##### Records to process #####

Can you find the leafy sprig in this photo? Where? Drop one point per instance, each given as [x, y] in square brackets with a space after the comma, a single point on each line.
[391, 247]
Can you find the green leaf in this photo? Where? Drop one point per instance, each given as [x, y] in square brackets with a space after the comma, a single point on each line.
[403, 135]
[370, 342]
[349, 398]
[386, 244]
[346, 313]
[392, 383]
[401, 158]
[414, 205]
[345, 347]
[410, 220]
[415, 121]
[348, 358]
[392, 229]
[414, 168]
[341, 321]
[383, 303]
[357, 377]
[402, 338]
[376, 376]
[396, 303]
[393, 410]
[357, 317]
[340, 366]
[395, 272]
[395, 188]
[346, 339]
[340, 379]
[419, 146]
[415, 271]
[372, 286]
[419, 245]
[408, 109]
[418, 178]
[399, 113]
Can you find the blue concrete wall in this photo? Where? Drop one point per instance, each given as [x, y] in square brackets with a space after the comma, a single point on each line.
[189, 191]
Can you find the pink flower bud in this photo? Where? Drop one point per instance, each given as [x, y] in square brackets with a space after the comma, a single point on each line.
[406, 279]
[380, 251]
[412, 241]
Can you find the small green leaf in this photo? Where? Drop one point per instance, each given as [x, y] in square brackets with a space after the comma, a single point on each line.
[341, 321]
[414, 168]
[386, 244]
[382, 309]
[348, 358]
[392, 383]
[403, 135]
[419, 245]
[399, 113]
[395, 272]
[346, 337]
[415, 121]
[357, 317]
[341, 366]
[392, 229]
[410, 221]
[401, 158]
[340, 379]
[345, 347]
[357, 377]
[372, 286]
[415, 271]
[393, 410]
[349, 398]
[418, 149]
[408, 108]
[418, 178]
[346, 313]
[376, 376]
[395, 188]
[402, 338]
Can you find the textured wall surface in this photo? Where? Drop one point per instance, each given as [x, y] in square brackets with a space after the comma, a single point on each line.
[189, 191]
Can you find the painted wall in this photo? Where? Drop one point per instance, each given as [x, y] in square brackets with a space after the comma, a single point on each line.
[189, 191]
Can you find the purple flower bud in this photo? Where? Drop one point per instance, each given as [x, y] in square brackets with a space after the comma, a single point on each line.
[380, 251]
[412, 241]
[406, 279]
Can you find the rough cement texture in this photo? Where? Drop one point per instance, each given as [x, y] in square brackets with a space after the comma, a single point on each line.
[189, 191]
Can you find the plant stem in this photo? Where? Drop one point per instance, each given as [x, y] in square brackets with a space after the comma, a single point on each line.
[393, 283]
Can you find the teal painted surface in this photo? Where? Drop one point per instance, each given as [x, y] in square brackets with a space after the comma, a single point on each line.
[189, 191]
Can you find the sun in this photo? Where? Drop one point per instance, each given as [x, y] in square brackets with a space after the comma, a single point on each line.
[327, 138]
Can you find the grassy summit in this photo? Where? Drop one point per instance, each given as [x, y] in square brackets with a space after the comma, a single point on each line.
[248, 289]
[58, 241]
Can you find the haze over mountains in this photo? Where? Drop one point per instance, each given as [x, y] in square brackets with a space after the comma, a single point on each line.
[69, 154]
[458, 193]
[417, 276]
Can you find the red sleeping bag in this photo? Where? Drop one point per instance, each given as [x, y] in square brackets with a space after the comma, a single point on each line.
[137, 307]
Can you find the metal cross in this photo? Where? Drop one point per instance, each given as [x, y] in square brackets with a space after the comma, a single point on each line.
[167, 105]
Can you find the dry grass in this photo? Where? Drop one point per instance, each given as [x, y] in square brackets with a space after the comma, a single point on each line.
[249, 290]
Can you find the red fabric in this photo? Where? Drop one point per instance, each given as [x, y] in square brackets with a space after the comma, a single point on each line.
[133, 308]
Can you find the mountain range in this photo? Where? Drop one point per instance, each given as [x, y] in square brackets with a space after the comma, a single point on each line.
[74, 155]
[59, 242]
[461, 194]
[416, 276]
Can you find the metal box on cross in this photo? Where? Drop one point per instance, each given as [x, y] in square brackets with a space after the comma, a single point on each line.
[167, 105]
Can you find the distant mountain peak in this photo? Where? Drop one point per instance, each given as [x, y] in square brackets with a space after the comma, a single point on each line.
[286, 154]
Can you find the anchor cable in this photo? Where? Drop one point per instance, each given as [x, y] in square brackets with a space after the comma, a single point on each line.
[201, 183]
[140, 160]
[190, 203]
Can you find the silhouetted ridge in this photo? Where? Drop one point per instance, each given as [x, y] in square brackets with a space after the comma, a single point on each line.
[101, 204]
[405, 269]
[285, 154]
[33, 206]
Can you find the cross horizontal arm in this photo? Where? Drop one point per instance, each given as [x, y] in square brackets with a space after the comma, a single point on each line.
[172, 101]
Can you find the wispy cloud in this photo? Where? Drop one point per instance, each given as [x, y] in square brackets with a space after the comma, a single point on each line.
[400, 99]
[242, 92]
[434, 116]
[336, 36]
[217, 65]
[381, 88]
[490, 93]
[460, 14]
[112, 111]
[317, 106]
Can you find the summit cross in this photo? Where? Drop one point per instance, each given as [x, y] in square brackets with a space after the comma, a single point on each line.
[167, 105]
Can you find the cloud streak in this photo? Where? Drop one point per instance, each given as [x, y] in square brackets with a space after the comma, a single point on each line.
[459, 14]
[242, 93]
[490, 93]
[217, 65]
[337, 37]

#####

_Written task:_ Print again each line of the listing above, exactly as it appears.

_Response:_
Can you find the leafy sprig in this photo? Where? Drop one point per instance, each given as [x, y] in square brackets with a space after the comma, a single point on each line.
[391, 247]
Can you find the green leaf in this photo? Where? Drop one point per instance, each given as [x, y] in square brackets with a space after the comma, a single point on each line.
[403, 135]
[370, 342]
[349, 398]
[386, 244]
[346, 313]
[392, 383]
[401, 158]
[414, 205]
[345, 347]
[410, 220]
[415, 121]
[348, 358]
[392, 229]
[414, 168]
[341, 321]
[383, 303]
[357, 377]
[402, 338]
[376, 376]
[396, 303]
[393, 410]
[357, 317]
[340, 366]
[395, 272]
[395, 188]
[346, 339]
[340, 379]
[419, 146]
[415, 271]
[372, 286]
[419, 245]
[408, 109]
[418, 178]
[399, 113]
Can you find the blue concrete wall in this photo? Where? Drop one point per instance, each given as [x, y] in square brackets with a space after the comma, a single point on each line.
[189, 191]
Can you find the pink flower bud in this photo? Where? Drop one point per instance, each given as [x, y] in square brackets with a space after the comma, a single point on each line.
[406, 279]
[380, 251]
[412, 241]
Can you find the small green leaf in this photo? Where? Drop one point per instance, each given as [x, y] in square brackets with a space after the comma, a single point on each line.
[341, 321]
[414, 168]
[386, 244]
[382, 309]
[348, 358]
[392, 383]
[403, 135]
[419, 245]
[399, 113]
[395, 272]
[346, 337]
[415, 121]
[357, 317]
[341, 366]
[392, 229]
[410, 221]
[401, 158]
[340, 379]
[345, 347]
[357, 377]
[372, 286]
[415, 271]
[393, 410]
[349, 398]
[418, 149]
[408, 108]
[418, 178]
[346, 313]
[376, 376]
[395, 188]
[402, 338]
Can you find the textured wall surface in this photo? Where? Drop one point per instance, each given as [x, y] in square brackets with a space after the comma, a single point on each line.
[189, 191]
Can you find the painted wall in this photo? Where? Drop one point per instance, each given as [x, y] in square brackets with a space after the comma, a single point on each line.
[189, 191]
Can you find the purple flower bud in this photo? Where? Drop one point per instance, each given as [x, y] in square brackets with a space after the comma, a single point on each line.
[380, 251]
[412, 241]
[406, 279]
Can you find the rough cement texture in this photo? Where? Drop one point per instance, each given as [x, y] in square brackets with a space after the comma, a single point on each line.
[189, 191]
Can you find the plant stem in this photo? Where? Drop one point per instance, each given as [x, y] in square brackets with a space after the comma, a single point on each line.
[393, 283]
Can you find the teal painted surface in this photo? Where? Drop one point per instance, each given as [x, y] in square brackets with a space after the comma, a single point on each line.
[189, 191]
Can you find the sun in this photo? Where? Drop one point per instance, each given as [x, y] in square brackets with a space after the comma, a single point on each line.
[327, 138]
Can you find the grassy summit in this photo? Where? Drop one point per instance, each given as [x, y] in square brackets with a space after the comma, a single point on each line.
[248, 289]
[58, 241]
Can you find the haze over mountains in this photo? Where? Drop one point per instance, each given as [x, y] in square brackets with a space after the comma, a single point on each line.
[69, 154]
[458, 193]
[417, 276]
Can you find the red sleeping bag in this photo? Where? Drop one point per instance, each given as [x, y] in square brackets with a space after the comma, a single point on each line.
[137, 307]
Can you find the metal cross in this photo? Where? Drop one point per instance, each given as [x, y] in square brackets with a space after the comma, a single point on each line.
[167, 105]
Can you find the dry grass in this photo? Where? Drop one point per instance, each given as [x, y] in square brackets with a space after the comma, a single point on each line.
[249, 290]
Can you find the red fabric in this photo? Where? Drop one point per instance, each given as [x, y] in square brackets with a space after the comma, a single point on each line.
[133, 308]
Can you find the mountain range in this photo? Where? Drop one point per instance, each given as [x, y] in square brackets with a space after the comma, a single point on each line.
[74, 155]
[59, 242]
[461, 194]
[416, 276]
Can you find the metal box on cross in this photo? Where? Drop one point per instance, each given as [x, y] in square brackets with a space after the comma, a single point on each line.
[167, 105]
Can you find the distant mountain peak in this photo? Where? Drop one point per instance, each given as [x, y] in square brackets with a space after the comma, a single point on each line.
[286, 154]
Can you find the anchor cable in this photo? Where? Drop one point per instance, each given as [x, y] in square brackets with a space after the comma, a single point on each line.
[201, 183]
[140, 160]
[190, 203]
Can you find the silhouetted ridge in this photo? Where? Drop one point per instance, each given as [x, y] in square brackets with a space after the comma, a single point on each line.
[101, 204]
[405, 269]
[285, 154]
[33, 206]
Can you find the cross horizontal arm in this photo? Where? Drop one point per instance, each given as [x, y] in square brackets with a space after the comma, a single point on each line.
[172, 101]
Can you find the wispy cloud in this photo? Where? Drop one point per instance, each given as [x, y] in square brackets with a space after the comma, a single point on each line.
[400, 99]
[242, 92]
[434, 116]
[336, 36]
[217, 65]
[381, 88]
[490, 93]
[460, 14]
[112, 111]
[317, 106]
Can you find the summit cross in this photo? Where? Drop one point per instance, each given as [x, y] in square brackets with a space after the comma, a single point on each line.
[167, 105]
Can you find the cloud streak in this photo? Where? Drop one point per instance, each given as [x, y] in square brackets with a space after the comma, a single point on each line.
[459, 14]
[242, 93]
[490, 93]
[217, 65]
[337, 37]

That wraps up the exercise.